# THE REQUEST:
Return the listing below word for word.

# MATERIAL SUPPLIED:

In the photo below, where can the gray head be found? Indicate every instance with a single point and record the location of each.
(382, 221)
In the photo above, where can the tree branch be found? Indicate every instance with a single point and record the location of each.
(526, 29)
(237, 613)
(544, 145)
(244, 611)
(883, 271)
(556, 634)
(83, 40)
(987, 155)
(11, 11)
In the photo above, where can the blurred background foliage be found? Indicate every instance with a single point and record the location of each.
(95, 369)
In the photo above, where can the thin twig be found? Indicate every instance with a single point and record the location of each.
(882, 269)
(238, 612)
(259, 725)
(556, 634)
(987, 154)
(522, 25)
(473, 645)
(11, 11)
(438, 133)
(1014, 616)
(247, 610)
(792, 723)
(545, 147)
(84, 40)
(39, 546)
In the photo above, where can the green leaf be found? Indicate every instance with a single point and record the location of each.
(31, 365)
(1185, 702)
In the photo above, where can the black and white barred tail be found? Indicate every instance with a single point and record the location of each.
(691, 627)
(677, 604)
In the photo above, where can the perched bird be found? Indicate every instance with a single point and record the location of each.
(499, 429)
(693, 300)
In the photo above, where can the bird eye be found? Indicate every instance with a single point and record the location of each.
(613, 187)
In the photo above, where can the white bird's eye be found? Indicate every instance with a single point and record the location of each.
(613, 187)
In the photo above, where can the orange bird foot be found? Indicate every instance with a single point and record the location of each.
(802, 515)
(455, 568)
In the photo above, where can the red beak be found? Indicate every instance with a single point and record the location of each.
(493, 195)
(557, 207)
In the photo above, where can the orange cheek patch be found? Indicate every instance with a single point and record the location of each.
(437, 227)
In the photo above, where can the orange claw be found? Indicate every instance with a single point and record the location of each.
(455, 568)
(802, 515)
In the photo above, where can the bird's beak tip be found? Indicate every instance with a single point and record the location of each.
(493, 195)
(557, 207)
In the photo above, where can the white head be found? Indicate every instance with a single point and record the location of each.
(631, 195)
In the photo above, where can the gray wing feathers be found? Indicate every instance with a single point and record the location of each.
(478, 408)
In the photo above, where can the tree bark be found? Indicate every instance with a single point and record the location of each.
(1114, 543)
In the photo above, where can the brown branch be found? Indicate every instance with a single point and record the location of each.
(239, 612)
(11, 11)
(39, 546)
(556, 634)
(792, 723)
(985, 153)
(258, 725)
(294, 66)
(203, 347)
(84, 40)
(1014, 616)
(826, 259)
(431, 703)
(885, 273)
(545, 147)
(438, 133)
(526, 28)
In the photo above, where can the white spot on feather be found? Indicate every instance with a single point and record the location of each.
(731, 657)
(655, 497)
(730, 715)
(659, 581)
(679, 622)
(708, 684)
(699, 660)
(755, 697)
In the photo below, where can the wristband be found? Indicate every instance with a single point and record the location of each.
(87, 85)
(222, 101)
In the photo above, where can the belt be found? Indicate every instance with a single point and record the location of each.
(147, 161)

# SOLVED PROBLEM:
In the photo below, where can the gray head be found? Indicate every instance with a single point and record the location of each.
(382, 221)
In the photo above, where can the tree branch be found? Indicate every instance with a single point and record the location of each.
(526, 29)
(237, 613)
(544, 145)
(244, 611)
(883, 271)
(556, 634)
(83, 40)
(987, 155)
(11, 11)
In the photo above, where can the blurred background foliage be found? Indicate every instance with a single point and record the location of each.
(95, 369)
In the photo above, where can the thin twig be found? Indicate every instance with a single point and record the location of each.
(882, 269)
(238, 612)
(259, 725)
(556, 634)
(987, 154)
(522, 25)
(473, 645)
(11, 11)
(438, 133)
(1014, 616)
(247, 610)
(792, 723)
(545, 147)
(84, 40)
(39, 546)
In the photo above, where can the green leaf be found? Indicate every instance with a single point and record the location of each.
(31, 365)
(1185, 702)
In the photo above, where can the black and white barred tail be found? Indicate every instance with a single point and record the location of each.
(691, 627)
(677, 604)
In the photo above, where can the perched bird be found? Indicate every instance with a single point and record the location of each.
(499, 429)
(693, 300)
In the photo above, where can the bird eye be found? Indicate every instance with a single point and record the location of each.
(613, 187)
In the photo above, where can the white bird's eye be found? Indicate every instance with a single point and record the location of each.
(613, 187)
In the photo above, where can the orange bird foot be found? Indicate every instance with a single point and record the location of each.
(802, 515)
(455, 568)
In the photo above, where can the red beak be found? Indicate every instance with a single point and record the location of each.
(493, 195)
(557, 207)
In the photo above, where can the orange cheek patch be found? Indicate every instance with a single point and record the location of each.
(437, 227)
In the photo above, where can the orange claw be found? Indicate every instance with a single point and record the location of each.
(455, 568)
(802, 515)
In the photo above, where can the bird's beak tip be found? Indicate every instance with a single point and record the location of each.
(493, 195)
(557, 207)
In the photo above, where can the white head be found? Indicate every instance with a single point and record the location of each.
(631, 195)
In the photo above, where can the gray wing feathers be found? Indicate every instance with a single point and record the location of each.
(478, 408)
In the photo above, where can the tree bark be found? Indicate every instance with a single point and record the location of each.
(1114, 543)
In the photo above, where can the brown branch be found? Indicate every instance with a single point and record the location of each.
(239, 612)
(11, 11)
(39, 546)
(556, 634)
(792, 723)
(985, 153)
(258, 725)
(294, 66)
(203, 347)
(84, 40)
(1014, 616)
(826, 259)
(431, 703)
(885, 273)
(545, 147)
(438, 133)
(526, 28)
In the photo above, where can the white spot on feather be found? Indicate every instance with a single point and record the location of each.
(731, 657)
(655, 497)
(730, 715)
(659, 581)
(679, 622)
(708, 684)
(699, 660)
(755, 697)
In the photo below, where can the wristband be found? Indicate every instance with a single point and record the location of each.
(87, 85)
(222, 101)
In the photo above, where can the belt be found? Indicate every instance with a single point and record the location of each.
(147, 161)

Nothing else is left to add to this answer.